▶ **Exercises**
(A) Repeat the passage of the article on Elastic's Graph plugin from "But if you find" to "Amazon.com or Starbucks.".
(B) In the article on Elastic's Graph plugin, what position does Steve Kearns hold at Elastic?

▶ **Text segment**

Elastic, the company behind the Elasticsearch, has released a plugin a for its distributed search engine to allow users to ask questions about the relationships within their data.
The plugin called Graph, is actually two extensions: one for the Elasticsearch search engine that that lets you ask questions at the API level and another for the Kibana visualization platform that adds the UI that allows you to explore the data visually — all without creating any new index formats. It’s one commercial product under the same license; it’s just a matter of adding the extensions in the appropriate place.
“We have this great experience in relevance ranking because we’ve been in the space for many years,” said Steve Kearns, senior director of product management at Elastic.
“As a technology platform, we’re already capturing these really valuable statistics about your data. Now we’re able to show that back to you and let you ask a new type of question, and it opens up a broad range of new use cases,” Kearns said.
Traditionally, organizations set up multiple different systems — they might set up a Hadoop cluster and do batch jobs, or they might set up a graph database and use that as a secondary or third or fourth data store, Kearns said.
“One of the benefits is that this new type of query is done on your existing Elasticsearch data, on your existing Elasticsearch indexes, so it’s basically a new way to query your existing data,” he said.
The idea is to look for relevance, a process, he explained, much like that used for a full-text search.
“We’re trying to say the really common things everywhere are really less important. We want to down-weight the really common things. We do that by comparing the relative frequency of properties within the document. We’ve taken the last 30 or 40 years of information retrieval research and turned it on its side … We’re applying the same sort of relevance to the relationship process as we do to keyword search,” he said.
He offered three examples of how Graph might be used:
For a recommendation engine: Music site Last.FM published a data set on 3 million users, including up to 50 bands that each person likes. If you ask, “What bands are most like Mozart?” you’ll probably find the most commonly liked bands would be perhaps the Beatles or Radiohead because they’re among the most popular with the general population.
But if you find 75,000 users who like Mozart, “We really want to know what’s different about the Mozart lovers vs. the global population. The statistics will show that people who like Mozart also like Bach more than the global population,” he explained. “We’re trying to use the frequency data we’ve already indexed, that we’ve already used super high-scoring algorithms for.”
Fraud detection: If 50 people report a fraudulent purchase on their credit cards, you’re going to look at where they shopped to find a common point of compromise. Maybe they all shopped at Walmart, Amazon.com or Starbucks.

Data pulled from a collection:
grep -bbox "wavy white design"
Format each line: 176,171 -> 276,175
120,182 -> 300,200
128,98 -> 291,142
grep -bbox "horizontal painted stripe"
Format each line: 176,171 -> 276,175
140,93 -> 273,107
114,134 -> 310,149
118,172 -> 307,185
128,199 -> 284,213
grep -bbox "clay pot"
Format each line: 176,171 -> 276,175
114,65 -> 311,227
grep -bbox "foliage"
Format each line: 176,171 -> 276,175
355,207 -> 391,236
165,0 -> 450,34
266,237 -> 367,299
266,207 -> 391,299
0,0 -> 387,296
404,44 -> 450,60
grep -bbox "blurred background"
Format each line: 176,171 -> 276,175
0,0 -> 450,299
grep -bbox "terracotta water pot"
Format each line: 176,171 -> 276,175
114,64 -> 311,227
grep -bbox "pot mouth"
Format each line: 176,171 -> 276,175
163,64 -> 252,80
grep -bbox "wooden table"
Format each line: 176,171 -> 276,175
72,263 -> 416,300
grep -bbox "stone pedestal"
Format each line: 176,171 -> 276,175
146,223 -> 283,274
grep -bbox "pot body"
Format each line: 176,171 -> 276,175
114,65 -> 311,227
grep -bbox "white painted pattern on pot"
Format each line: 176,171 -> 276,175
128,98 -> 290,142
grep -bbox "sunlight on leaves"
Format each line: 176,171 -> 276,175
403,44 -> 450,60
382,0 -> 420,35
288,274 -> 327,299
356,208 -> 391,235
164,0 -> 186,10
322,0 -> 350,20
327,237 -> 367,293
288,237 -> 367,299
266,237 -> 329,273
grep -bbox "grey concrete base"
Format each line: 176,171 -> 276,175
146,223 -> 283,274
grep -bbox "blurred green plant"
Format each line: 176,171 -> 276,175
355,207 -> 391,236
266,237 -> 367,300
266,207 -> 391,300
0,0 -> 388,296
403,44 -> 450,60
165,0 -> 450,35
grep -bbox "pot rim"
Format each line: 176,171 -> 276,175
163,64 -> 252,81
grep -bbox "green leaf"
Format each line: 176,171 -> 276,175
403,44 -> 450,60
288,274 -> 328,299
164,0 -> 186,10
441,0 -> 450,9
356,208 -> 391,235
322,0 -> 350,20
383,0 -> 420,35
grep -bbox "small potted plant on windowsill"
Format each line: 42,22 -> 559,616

▶ **Results of the exercise**
(A)
But if you find 75,000 users who like Mozart, “We really want to know what’s different about the Mozart lovers vs. the global population. The statistics will show that people who like Mozart also like Bach more than the global population,” he explained. “We’re trying to use the frequency data we’ve already indexed, that we’ve already used super high-scoring algorithms for.”
Fraud detection: If 50 people report a fraudulent purchase on their credit cards, you’re going to look at where they shopped to find a common point of compromise. Maybe they all shopped at Walmart, Amazon.com or Starbucks.

(B) Senior director of product management.